→ YOUR ASSIGNMENT: Give back every line of the data, word for word.

SOURCE MATERIAL START

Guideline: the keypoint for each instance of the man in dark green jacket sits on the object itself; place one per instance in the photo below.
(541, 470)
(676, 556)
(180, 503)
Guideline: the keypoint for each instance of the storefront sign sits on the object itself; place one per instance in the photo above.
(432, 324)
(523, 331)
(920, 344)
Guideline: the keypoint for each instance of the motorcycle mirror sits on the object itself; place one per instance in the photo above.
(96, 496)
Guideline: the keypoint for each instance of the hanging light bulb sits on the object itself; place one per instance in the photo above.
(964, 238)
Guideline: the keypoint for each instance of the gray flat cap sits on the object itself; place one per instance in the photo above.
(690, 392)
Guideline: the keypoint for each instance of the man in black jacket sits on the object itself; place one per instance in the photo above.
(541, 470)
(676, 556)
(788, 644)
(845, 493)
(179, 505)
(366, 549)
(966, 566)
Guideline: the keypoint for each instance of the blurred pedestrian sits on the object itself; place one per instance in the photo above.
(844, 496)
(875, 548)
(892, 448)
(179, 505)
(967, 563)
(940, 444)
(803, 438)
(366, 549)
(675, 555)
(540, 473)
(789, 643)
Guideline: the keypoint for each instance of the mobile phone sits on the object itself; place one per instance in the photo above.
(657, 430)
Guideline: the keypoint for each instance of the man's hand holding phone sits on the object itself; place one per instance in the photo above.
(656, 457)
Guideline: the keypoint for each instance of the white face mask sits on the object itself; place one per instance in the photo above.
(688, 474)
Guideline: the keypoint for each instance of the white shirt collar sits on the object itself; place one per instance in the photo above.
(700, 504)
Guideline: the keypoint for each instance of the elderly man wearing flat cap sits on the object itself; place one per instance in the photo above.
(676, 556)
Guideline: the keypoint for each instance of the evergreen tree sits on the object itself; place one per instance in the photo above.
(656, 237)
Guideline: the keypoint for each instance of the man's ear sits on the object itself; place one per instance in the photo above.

SOURCE MATERIAL END

→ RESPONSE BELOW:
Guideline: the keypoint for each instance of the man in dark green jacket sits on the object itself; place one per instance in the photo below.
(541, 470)
(676, 556)
(180, 503)
Guideline: the keypoint for each instance of the storefront sign sits on the object itself; place one per instance in the photo above.
(432, 324)
(523, 331)
(920, 344)
Guideline: the keypoint for each instance of the motorcycle mirror sits on the object itself; place one per instance in the photo above.
(96, 496)
Guideline: the keypoint for each instance of the hanging light bulb sits on the object itself; place one per instance in the photo above.
(964, 238)
Guideline: the keypoint for each instance of the gray flat cap sits on the object itself; place one per instance in the photo above.
(690, 392)
Guideline: the keypoint for each instance of the man in black jacket sits on the object itself; place one per instance in the photo above.
(541, 470)
(676, 556)
(788, 644)
(845, 493)
(179, 505)
(366, 549)
(966, 566)
Guideline: the keypoint for each instance of the blurred pedestrian sits on the object itself; place one per instance in the photo above.
(844, 496)
(875, 548)
(892, 448)
(179, 505)
(967, 563)
(940, 444)
(803, 438)
(366, 549)
(675, 555)
(540, 473)
(789, 643)
Guideline: the keypoint for each instance of the mobile phone sits on the object itself; place one per instance in the photo above.
(657, 430)
Guideline: the keypoint for each instance of the man's hand holding phone sits on the object itself; place one per instance in the photo above.
(656, 457)
Guideline: the keypoint for each instance of the white face mask sits on the object itself; place one per instance in the photo above.
(688, 474)
Guideline: the keypoint for each instance of the white shirt collar sits on the object itself; place one per instance in the photo above.
(700, 504)
Guideline: the keypoint for each instance of the elderly man wearing flat cap sits on the object itself; place one per instance in the photo above.
(676, 556)
Guideline: the keypoint for each instance of the evergreen tree sits on the object itself; place one per instance in the photo above.
(656, 237)
Guideline: the keypoint for each instance of the man's ear sits on the object itself; place one per instance in the photo above.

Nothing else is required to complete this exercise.